• Instructions to follow:
Would you reproduce the whole listing below without altering a single word?

• Input data:
■ ■ ■ ■ ■ ■ ■
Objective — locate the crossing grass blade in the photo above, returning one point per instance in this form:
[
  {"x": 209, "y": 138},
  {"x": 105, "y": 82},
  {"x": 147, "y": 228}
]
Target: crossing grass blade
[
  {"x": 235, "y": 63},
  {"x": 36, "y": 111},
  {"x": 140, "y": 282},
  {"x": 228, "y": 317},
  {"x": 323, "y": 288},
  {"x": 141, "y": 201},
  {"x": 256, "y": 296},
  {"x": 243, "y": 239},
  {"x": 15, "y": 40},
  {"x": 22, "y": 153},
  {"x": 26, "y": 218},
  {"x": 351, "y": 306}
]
■ ■ ■ ■ ■ ■ ■
• Response below:
Objective — locate the crossing grass blade in the photo above, returning one point per instance in this form:
[
  {"x": 209, "y": 138},
  {"x": 105, "y": 82},
  {"x": 147, "y": 228}
]
Target: crossing grass blade
[
  {"x": 235, "y": 63},
  {"x": 36, "y": 111},
  {"x": 140, "y": 282},
  {"x": 228, "y": 317},
  {"x": 323, "y": 288},
  {"x": 141, "y": 201},
  {"x": 256, "y": 296},
  {"x": 243, "y": 239},
  {"x": 15, "y": 40},
  {"x": 22, "y": 153},
  {"x": 26, "y": 218},
  {"x": 351, "y": 306}
]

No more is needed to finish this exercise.